▶ _Exercise material_:
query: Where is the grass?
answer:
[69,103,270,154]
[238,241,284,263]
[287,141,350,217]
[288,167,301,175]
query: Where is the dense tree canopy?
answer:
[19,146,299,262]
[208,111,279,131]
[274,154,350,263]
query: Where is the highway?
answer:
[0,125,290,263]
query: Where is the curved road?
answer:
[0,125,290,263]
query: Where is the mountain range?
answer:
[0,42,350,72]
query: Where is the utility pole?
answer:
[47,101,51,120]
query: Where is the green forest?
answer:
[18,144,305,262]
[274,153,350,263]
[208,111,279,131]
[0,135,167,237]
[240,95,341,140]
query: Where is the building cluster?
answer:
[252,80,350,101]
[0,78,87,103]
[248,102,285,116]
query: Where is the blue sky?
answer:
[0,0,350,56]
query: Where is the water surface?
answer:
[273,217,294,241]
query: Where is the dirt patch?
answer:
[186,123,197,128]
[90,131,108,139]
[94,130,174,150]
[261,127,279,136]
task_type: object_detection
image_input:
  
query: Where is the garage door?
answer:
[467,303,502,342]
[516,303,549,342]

--

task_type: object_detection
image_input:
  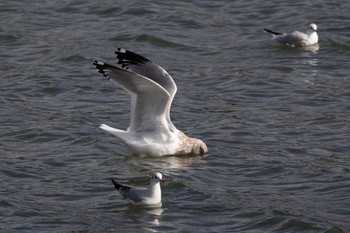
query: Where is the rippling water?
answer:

==

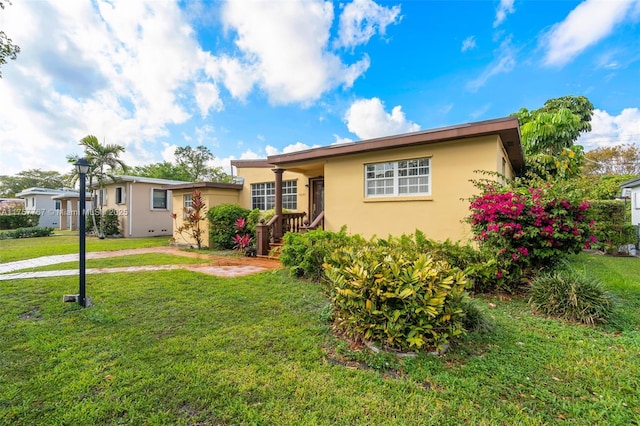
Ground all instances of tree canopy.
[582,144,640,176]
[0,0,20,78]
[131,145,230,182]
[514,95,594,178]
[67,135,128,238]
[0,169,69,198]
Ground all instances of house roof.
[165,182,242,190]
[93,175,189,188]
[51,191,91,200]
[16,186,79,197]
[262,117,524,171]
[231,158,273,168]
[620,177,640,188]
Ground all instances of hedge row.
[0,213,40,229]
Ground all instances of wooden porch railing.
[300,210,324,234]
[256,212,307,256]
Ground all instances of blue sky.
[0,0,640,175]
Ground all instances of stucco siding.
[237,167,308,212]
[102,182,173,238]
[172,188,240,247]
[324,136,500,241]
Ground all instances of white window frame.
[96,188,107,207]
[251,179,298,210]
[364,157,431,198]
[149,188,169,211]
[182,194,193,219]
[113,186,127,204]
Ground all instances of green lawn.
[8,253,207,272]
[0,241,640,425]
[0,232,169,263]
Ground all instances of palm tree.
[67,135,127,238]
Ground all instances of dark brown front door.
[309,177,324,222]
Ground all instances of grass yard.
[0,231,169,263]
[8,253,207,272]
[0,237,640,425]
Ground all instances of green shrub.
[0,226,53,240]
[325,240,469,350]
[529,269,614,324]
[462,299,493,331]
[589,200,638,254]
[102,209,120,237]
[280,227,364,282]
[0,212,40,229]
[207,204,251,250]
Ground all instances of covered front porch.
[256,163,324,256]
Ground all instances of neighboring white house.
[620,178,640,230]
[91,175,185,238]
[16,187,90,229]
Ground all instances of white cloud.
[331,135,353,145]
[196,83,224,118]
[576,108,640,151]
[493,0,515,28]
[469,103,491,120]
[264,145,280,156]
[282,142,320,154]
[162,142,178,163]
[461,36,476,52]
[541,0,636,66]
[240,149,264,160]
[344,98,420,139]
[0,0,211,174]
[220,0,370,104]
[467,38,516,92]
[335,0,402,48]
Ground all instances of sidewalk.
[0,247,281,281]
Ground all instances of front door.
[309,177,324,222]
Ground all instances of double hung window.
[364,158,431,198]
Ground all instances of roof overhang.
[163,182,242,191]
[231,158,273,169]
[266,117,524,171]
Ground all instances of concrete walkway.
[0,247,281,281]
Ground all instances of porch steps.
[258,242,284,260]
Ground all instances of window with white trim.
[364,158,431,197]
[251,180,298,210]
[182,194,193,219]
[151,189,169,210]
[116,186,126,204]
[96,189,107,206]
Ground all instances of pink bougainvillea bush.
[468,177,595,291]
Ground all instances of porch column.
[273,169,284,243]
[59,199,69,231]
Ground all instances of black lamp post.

▶ _Written exercise_:
Format everything in the data from the line containing "Ground all instances of blue sky." down to the line containing "[207,204,251,250]" as a numbered list, leaving out any blank lines.

▶ _Complete response_:
1. Ground all instances of blue sky.
2. [0,0,640,175]
3. Ground all instances of stucco siding.
4. [237,167,308,212]
5. [102,182,173,238]
6. [172,188,240,247]
7. [324,136,500,241]
8. Ground all instances of white window frame.
9. [96,188,107,207]
10. [251,179,298,210]
11. [364,157,431,198]
12. [149,188,169,211]
13. [182,194,193,219]
14. [113,186,127,204]
15. Ground all instances of green lawn.
16. [8,253,207,272]
17. [0,241,640,425]
18. [0,232,169,263]
19. Ground all instances of palm tree.
20. [67,135,127,238]
21. Ground all instances of dark brown front door.
22. [309,177,324,222]
23. Ground all instances of grass yard.
24. [0,231,169,263]
25. [8,253,207,272]
26. [0,237,640,425]
27. Ground all instances of green shrub.
28. [0,226,53,240]
29. [325,240,469,350]
30. [529,269,614,324]
31. [462,299,493,331]
32. [589,200,638,254]
33. [102,209,120,237]
34. [280,227,364,282]
35. [0,212,40,229]
36. [207,204,251,250]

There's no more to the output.